§ The records
· · · · ·

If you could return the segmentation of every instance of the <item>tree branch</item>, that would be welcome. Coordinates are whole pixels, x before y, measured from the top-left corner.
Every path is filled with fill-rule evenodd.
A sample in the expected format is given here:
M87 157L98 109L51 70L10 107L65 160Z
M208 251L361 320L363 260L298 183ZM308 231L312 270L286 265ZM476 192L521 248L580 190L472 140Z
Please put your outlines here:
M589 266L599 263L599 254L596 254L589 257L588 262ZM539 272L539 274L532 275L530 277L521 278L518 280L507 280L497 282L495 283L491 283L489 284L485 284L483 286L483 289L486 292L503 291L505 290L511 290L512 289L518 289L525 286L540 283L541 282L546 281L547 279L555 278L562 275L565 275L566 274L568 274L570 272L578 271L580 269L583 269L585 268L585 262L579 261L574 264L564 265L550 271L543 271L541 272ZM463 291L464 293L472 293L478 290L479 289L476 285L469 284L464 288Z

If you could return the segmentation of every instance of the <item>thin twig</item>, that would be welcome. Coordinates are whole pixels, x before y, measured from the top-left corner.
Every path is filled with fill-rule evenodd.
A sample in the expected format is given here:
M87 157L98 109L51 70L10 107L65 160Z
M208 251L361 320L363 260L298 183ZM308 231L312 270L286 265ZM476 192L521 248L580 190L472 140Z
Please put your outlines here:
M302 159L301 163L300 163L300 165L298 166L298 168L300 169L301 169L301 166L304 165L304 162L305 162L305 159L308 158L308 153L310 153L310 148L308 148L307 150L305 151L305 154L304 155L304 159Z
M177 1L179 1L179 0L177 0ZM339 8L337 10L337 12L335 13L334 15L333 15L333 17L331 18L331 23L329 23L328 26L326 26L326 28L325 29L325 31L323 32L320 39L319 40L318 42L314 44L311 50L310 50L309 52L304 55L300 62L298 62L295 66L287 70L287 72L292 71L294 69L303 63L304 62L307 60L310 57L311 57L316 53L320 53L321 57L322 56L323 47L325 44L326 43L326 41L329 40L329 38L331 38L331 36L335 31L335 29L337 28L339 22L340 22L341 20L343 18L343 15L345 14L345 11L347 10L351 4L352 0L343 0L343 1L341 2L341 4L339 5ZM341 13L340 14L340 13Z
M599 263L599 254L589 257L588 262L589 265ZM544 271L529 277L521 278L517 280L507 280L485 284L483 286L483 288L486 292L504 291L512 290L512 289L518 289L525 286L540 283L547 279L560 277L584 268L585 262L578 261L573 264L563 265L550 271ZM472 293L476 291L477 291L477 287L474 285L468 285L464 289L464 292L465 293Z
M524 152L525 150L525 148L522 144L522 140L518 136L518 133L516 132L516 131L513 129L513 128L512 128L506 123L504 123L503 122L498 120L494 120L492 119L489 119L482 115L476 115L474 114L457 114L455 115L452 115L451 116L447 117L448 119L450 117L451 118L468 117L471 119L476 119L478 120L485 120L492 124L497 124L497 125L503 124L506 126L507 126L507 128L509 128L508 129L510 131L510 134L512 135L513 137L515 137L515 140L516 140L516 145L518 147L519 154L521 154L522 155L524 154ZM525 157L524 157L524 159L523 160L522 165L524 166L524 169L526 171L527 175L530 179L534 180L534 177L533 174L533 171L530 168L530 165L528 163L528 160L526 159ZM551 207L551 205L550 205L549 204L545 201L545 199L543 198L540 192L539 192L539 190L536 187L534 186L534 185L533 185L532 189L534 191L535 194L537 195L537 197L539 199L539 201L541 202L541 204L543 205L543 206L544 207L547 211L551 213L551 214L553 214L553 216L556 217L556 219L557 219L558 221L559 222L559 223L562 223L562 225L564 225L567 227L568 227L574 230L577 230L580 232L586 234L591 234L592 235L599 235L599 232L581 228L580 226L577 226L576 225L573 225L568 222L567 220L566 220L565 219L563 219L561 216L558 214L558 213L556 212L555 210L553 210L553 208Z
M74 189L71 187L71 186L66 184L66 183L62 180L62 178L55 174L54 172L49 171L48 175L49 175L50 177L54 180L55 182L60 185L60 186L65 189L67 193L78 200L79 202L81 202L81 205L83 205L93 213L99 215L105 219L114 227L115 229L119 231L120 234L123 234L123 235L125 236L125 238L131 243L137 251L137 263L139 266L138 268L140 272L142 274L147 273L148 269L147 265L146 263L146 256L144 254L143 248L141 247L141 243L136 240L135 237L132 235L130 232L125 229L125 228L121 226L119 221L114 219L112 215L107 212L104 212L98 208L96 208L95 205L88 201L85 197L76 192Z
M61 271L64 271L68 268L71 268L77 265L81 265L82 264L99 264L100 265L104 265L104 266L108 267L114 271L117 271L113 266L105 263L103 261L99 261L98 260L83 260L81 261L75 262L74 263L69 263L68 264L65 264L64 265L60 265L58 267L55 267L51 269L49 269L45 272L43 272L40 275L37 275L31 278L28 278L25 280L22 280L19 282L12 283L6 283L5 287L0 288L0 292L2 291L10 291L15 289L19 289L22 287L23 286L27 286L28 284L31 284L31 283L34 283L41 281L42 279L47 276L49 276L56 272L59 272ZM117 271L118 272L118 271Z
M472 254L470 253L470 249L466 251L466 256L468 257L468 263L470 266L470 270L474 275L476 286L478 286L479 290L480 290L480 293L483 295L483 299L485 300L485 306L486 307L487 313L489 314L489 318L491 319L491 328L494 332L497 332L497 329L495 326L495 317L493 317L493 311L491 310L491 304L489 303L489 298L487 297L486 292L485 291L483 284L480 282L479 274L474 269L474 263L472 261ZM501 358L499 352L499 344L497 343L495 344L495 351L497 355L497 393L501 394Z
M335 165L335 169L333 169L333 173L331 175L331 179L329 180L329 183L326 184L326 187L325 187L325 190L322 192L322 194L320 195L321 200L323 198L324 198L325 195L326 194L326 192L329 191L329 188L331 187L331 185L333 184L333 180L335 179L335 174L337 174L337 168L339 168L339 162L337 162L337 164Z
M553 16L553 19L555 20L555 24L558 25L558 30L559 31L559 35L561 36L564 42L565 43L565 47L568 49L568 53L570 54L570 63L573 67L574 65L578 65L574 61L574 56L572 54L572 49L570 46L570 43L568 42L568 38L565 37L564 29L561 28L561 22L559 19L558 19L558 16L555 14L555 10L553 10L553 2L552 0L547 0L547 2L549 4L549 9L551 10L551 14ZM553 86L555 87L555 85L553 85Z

· · · · ·

§ What the task requires
Convert all of the material above into a Markdown table with two columns, "Row" and "Line". Give each non-blank line its own numbered row and omit blank lines.

§ Answer to the exercise
| Row | Line |
|---|---|
| 1 | If you could return the segmentation of every instance of the <item>tree branch</item>, that would be welcome. Coordinates are whole pixels, x before y, measured from the top-left corner. |
| 2 | Every path is filled with fill-rule evenodd. |
| 3 | A sample in the expected format is given here: |
| 4 | M87 157L98 109L51 70L10 107L65 160Z |
| 5 | M208 251L361 320L363 260L298 183ZM308 231L312 270L286 265ZM476 192L521 248L580 190L472 140Z |
| 6 | Please put your outlines here: |
| 7 | M589 266L599 263L599 254L596 254L589 257L588 262ZM539 272L539 274L532 275L530 277L521 278L518 280L507 280L497 282L495 283L491 283L489 284L485 284L483 286L483 289L486 292L503 291L505 290L511 290L512 289L518 289L525 286L540 283L541 282L546 281L547 279L555 278L562 275L565 275L566 274L568 274L570 272L578 271L580 269L583 269L585 268L585 262L579 261L574 264L564 265L550 271L543 271L541 272ZM463 291L464 293L472 293L478 290L479 289L476 285L469 284L464 288Z |
| 8 | If you could return the segmentation of every instance of the <item>thin twig</item>, that would be welcome. Coordinates are whole pixels, x before y, measured from the top-left corner. |
| 9 | Every path is filled with fill-rule evenodd. |
| 10 | A sample in the expected format is given here: |
| 11 | M87 157L98 109L51 70L10 107L65 160Z |
| 12 | M208 251L361 320L363 260L298 183ZM308 231L312 270L286 265ZM476 192L521 248L580 190L472 140Z |
| 13 | Please put your outlines here: |
| 14 | M302 159L301 163L300 163L300 165L298 166L298 168L300 169L301 169L301 166L304 165L304 162L305 162L305 159L308 158L308 153L310 153L310 148L308 148L307 150L305 151L305 154L304 155L304 159Z |
| 15 | M177 1L179 1L179 0L177 0ZM339 8L337 10L337 12L335 13L334 15L333 15L333 17L331 18L331 23L329 23L328 26L326 26L326 28L325 29L325 31L323 32L320 39L319 40L318 42L314 44L311 50L310 50L309 52L304 55L300 62L298 62L295 66L287 70L287 72L292 71L294 69L303 63L304 62L307 60L310 57L311 57L316 53L320 53L321 57L322 56L323 47L325 44L326 43L326 41L329 40L329 38L331 38L331 36L335 31L335 29L337 28L339 22L340 22L341 20L343 18L343 15L345 14L345 11L347 10L351 4L352 0L343 0L343 1L341 2L341 4L339 5ZM341 13L340 14L340 13Z |
| 16 | M599 263L599 254L589 257L588 262L589 265ZM544 271L529 277L521 278L517 280L507 280L485 284L483 286L483 288L486 292L504 291L512 290L512 289L518 289L525 286L540 283L547 279L560 277L584 268L585 262L578 261L573 264L563 265L550 271ZM472 293L476 291L477 291L477 287L474 285L468 285L464 289L464 292L465 293Z |
| 17 | M524 152L525 150L525 148L522 144L522 140L518 136L518 133L516 132L516 131L513 129L513 128L512 128L506 123L504 123L503 122L498 120L494 120L492 119L489 119L482 115L476 115L474 114L457 114L455 115L452 115L451 116L447 117L448 119L450 117L451 118L468 117L471 119L476 119L478 120L485 120L492 124L497 124L497 125L503 124L506 126L507 126L507 128L509 128L508 129L510 131L510 134L512 135L513 137L515 137L515 140L516 140L516 145L518 147L519 154L521 154L522 155L524 154ZM525 157L524 157L524 159L523 160L522 165L524 166L524 169L526 171L527 175L530 179L534 180L534 177L533 174L533 171L530 168L530 165L528 163L528 160L526 159ZM551 207L551 205L550 205L549 204L545 201L545 199L543 198L540 192L539 192L539 190L536 187L534 186L534 185L533 185L532 189L534 191L535 194L537 195L537 197L539 199L539 201L541 202L541 204L543 205L543 206L544 207L547 211L551 213L551 214L553 214L553 216L556 217L556 219L557 219L558 221L559 222L559 223L562 223L562 225L564 225L567 227L568 227L574 230L577 230L580 232L586 234L591 234L592 235L599 235L599 232L581 228L580 226L577 226L576 225L573 225L568 222L567 220L566 220L565 219L563 219L561 216L558 214L558 213L556 212L555 210L553 210L553 208Z |
| 18 | M74 189L71 187L71 186L66 184L66 183L62 180L62 178L55 174L54 172L49 171L48 175L49 175L50 177L54 180L55 182L60 185L60 186L65 189L67 193L78 200L79 202L81 202L81 205L83 205L93 213L99 215L105 219L114 227L115 229L119 231L120 234L123 234L123 235L125 236L125 238L131 243L137 251L137 263L139 266L138 268L140 272L142 274L147 273L148 269L147 265L146 263L146 256L144 254L143 248L141 247L141 243L136 240L135 237L132 235L130 232L125 229L125 228L121 226L119 221L114 219L112 215L107 212L104 212L98 208L96 208L95 205L88 201L85 197L76 192Z |
| 19 | M61 271L64 271L68 268L71 268L77 265L81 265L82 264L99 264L100 265L104 265L104 266L108 267L114 271L117 271L113 266L105 263L103 261L99 261L98 260L83 260L81 261L75 262L74 263L69 263L68 264L65 264L64 265L60 265L58 267L55 267L51 269L49 269L45 272L43 272L40 275L37 275L31 278L28 278L25 280L22 280L19 282L12 283L6 283L5 287L0 288L0 292L2 291L10 291L15 289L19 289L22 287L23 286L27 286L28 284L31 284L31 283L34 283L41 281L42 279L47 276L49 276L56 272L59 272ZM117 271L118 272L118 271Z |
| 20 | M472 254L470 253L470 249L466 251L466 256L468 257L468 263L470 266L470 270L474 275L476 286L478 286L479 290L480 290L480 293L483 295L483 299L485 300L485 306L486 307L487 313L489 314L489 318L491 319L491 328L494 332L497 332L497 329L495 326L495 317L493 317L493 311L491 310L491 304L489 303L489 298L487 297L486 292L485 291L483 284L480 282L479 274L474 269L474 263L472 261ZM501 358L499 352L499 344L497 343L495 344L495 351L497 355L497 393L501 394Z |
| 21 | M335 165L335 169L333 169L333 173L331 175L331 179L329 180L329 183L326 184L326 187L325 187L325 190L322 192L322 194L320 195L321 200L323 198L324 198L325 195L326 194L326 192L329 191L329 188L331 187L331 185L333 184L333 180L335 179L335 174L337 174L337 168L339 168L339 162L337 162L337 164Z |
| 22 | M553 16L553 19L555 20L555 24L558 25L558 30L559 31L559 35L561 36L564 42L565 43L565 47L568 49L568 53L570 54L570 63L573 67L574 65L578 65L574 61L574 56L572 54L572 49L570 46L570 43L568 42L568 38L565 37L564 29L561 28L561 22L559 19L558 19L558 16L555 14L555 10L553 10L553 2L552 0L547 0L547 2L549 4L549 9L551 10L551 14ZM553 86L555 87L555 85L553 85Z |